## GIVEN TASK
Please continue the account of the Allied preparations for the Hollandia landings, picking up after its last sentence.

The final Allied developments Preparations for the 'Reckless' landings at Hollandia began between 30 March and 2 April, starting with a deep-penetration carrier raid against the Palau islands group, from which major elements of Admiral Mineichi Koga’s (from 1 April Admiral Soemu Toyoda’s) Combined Fleet posed a threat to any move against Hollandia. The US raid was successful in forcing the Combined Fleet to fall back to bases farther to the west. At the same time, the US 5th Air Force attacked Hollandia with more than 80 Consolidated B-24 Liberator heavy bombers escorted by Lockheed P-38 Lightning heavy fighters modified for greater range. By mid-April Hollandia had been effectively destroyed as an air base complex, and the wrecks of more than 340 Japanese aircraft were later found on the runways, with an estimated additional 50 aircraft shot down over dense jungle. As a result of this debacle, the commander of 6th Air Division was relieved in disgrace.
US intelligence suggested that there might be 14,000 Japanese at Hollandia, and probably 3,500 (but possibly 6,500) at Aitape. But the Japanese in New Guinea were in the throes of a reorganisation after their 'Postern', 'Michaelmas' and 'Dayton' defeats on the Huon peninsula, and as noted above the 18th Army had recently come under the direct command of the 2nd Area Army, which had ordered a withdrawal of Adachi’s three forward divisions from the area of Wewak to Hollandia, which was to become the main Japanese base in central New Guinea. At the time of the US assault there were in fact just some 12,500 Japanese in Hollandia, under Kitazono’s command, and 2,500 in Aitape. Most of these Japanese were administrative rather than combat troops, however, and at Hollandia there were in fact only 500 combat troops. Moreover, local commanders had also been reshuffled, and none of them had been in the area for more than a few weeks, Endo and Kitazono having arrived only three weeks and 10 days earlier respectively to lead the naval and army forces.

## RECORDS SHOWN
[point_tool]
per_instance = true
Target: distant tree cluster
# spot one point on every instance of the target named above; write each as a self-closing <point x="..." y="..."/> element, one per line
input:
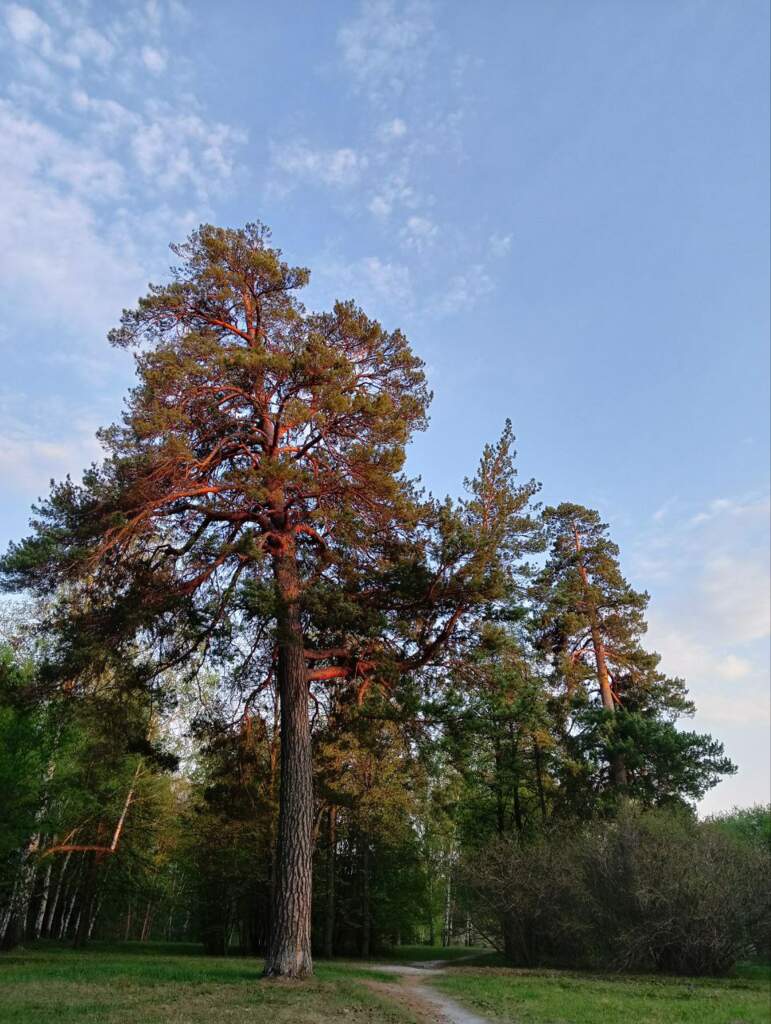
<point x="272" y="696"/>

## WRITTEN REPLY
The 2nd Area Army thought that Hollandia was a likely target, and had ordered the 18th Army to reinforce the area with troops from Wewak and Hansa Bay, but Adachi believed that Wewak was a more likely target and had therefore stalled the departure of units to the north-west. Adachi was strengthened in his belief by the heavy US bombing of Wewak, which was part of a deliberate and highly successful deception.
Greatly aided by 'Ultra' intelligence, which provided an accurate assessment of Japanese strengths and dispositions, 'Persecution' was undertaken in parallel with 'Reckless' to take Aitape, 125 miles (200 km) to the east, where the airfield could support fighters used to cover 'Reckless'.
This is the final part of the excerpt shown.